Provided passage:
= = = = = = =

United Kingdom: Energy Act 2023 - impact on the hydrogen and carbon capture, utilisation and storage (CCUS) markets

In brief

On 26 October 2023, the Energy Act 2023 (EA 2023) became law. The EA 2023 is a significant overhaul of the UK energy regulatory framework. It is aimed at supporting the development of the UK energy systems in line with the UK government's current strategy, focusing on net-zero commitments and energy security. 

The EA 2023 is very wide in scope and includes provisions in relation to the licensing of carbon capture storage and transportation, licensing of hydrogen pipeline projects, state support and regulation of carbon capture and hydrogen, the establishment of a new independent energy system operator and planner, governance of gas and electricity industry codes, heat networks, offshore wind generation, and fusion regulation (among many others). 


It is important to note that while the EA 2023 has laid the foundations for a new regulatory framework, the finer details of that framework will be forthcoming through secondary legislation. 

This alert focuses on the key provisions of the EA 2023 impacting the CCUS and hydrogen markets.

In depth

State support for CCUS and hydrogen production in the UK

Over the past few years, the UK government (in consultation with the industry) has been working on proposals for the transport and storage, power, and industrial carbon capture business models, the hydrogen production business model (including the Low Carbon Hydrogen Agreement) and the hydrogen transport and storage business models. The EA 2023 sets out a legislative framework underpinning the delivery of these business models.

= = = = = = =

Instruction 1:
Find every line in the records that contains the string "street" and copy each of those lines. Matching is case-sensitive.

Information given:
= = = = = = =

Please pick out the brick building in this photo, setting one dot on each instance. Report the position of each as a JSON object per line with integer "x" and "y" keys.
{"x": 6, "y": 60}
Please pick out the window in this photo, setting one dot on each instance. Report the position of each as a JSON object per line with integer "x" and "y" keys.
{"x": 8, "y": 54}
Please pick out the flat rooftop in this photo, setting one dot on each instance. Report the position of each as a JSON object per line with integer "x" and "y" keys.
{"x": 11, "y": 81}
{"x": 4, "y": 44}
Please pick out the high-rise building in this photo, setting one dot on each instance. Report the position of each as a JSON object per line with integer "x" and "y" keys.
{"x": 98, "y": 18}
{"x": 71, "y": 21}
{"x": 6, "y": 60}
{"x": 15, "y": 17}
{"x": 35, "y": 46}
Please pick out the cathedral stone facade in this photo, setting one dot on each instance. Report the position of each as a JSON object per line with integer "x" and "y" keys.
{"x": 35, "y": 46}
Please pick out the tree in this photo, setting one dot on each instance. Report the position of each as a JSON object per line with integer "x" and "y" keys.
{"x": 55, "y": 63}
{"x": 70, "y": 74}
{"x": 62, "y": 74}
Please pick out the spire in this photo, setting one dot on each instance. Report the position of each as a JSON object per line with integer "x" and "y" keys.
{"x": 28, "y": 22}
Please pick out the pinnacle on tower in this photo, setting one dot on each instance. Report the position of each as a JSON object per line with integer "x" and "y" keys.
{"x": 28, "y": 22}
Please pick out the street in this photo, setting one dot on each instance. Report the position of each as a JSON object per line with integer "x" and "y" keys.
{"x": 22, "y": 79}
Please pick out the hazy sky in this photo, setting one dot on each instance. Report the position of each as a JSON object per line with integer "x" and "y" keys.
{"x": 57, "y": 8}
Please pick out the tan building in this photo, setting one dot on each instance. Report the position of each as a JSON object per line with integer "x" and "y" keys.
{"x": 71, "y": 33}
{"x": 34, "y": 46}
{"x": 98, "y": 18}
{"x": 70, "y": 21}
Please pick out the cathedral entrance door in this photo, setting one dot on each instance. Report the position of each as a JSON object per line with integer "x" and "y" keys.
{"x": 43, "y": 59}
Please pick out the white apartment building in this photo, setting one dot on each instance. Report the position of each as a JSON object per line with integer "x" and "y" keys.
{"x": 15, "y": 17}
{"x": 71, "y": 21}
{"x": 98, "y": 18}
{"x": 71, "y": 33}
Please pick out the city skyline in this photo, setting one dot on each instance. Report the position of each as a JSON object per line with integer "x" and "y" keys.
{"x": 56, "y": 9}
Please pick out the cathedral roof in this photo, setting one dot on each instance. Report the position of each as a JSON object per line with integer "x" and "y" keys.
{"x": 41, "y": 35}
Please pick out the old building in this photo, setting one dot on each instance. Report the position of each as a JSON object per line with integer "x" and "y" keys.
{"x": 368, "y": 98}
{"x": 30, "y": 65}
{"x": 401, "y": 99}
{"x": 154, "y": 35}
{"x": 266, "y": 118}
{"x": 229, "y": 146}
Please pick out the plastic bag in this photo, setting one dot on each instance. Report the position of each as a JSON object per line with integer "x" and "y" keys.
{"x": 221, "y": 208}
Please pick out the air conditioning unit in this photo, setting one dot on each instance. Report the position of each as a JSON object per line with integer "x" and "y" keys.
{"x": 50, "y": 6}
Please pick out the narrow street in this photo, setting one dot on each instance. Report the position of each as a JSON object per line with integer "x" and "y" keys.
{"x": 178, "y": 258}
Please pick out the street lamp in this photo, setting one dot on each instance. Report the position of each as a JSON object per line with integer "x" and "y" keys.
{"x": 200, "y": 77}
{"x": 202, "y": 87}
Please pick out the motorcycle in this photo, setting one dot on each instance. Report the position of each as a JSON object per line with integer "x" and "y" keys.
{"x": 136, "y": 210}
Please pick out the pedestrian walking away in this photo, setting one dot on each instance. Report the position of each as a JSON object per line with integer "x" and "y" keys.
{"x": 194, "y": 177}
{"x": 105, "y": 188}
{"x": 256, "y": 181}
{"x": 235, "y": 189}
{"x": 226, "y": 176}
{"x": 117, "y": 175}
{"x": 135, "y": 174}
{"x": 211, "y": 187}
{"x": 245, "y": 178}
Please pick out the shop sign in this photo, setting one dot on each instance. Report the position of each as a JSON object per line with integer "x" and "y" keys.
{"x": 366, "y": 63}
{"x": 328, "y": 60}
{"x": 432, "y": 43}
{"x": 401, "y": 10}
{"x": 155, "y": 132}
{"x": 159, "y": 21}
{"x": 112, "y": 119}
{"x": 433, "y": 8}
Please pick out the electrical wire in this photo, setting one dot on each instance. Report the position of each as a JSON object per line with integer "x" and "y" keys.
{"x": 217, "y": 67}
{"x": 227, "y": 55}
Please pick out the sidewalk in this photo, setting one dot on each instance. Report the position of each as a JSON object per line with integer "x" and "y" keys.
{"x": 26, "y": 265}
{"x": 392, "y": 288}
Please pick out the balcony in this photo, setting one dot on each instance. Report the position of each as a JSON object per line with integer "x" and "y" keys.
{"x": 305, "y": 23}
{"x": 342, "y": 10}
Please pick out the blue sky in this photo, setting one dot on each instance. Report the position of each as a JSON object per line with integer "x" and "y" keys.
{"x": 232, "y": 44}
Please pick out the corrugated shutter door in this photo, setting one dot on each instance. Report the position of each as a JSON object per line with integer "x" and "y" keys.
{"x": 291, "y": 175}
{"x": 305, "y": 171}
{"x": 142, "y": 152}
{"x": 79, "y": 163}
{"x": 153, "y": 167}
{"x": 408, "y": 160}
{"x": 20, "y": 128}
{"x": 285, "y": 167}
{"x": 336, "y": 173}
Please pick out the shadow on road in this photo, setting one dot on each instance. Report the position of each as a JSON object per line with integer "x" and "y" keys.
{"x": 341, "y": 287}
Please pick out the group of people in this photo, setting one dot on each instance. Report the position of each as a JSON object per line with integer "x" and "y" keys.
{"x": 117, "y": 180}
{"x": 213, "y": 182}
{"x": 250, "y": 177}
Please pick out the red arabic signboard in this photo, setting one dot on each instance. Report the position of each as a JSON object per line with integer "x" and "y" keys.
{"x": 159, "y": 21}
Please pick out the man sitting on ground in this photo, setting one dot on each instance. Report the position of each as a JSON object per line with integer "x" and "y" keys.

= = = = = = =

Instruction 2:
According to the alert on the Energy Act 2023, on what date did the act become law?

Result 1:
Please pick out the street in this photo, setting one dot on each instance. Report the position of each as a JSON object per line with integer "x" and "y" keys.
Please pick out the narrow street in this photo, setting one dot on each instance. Report the position of each as a JSON object per line with integer "x" and "y" keys.
Please pick out the street lamp in this photo, setting one dot on each instance. Report the position of each as a JSON object per line with integer "x" and "y" keys.

Result 2:
26 October 2023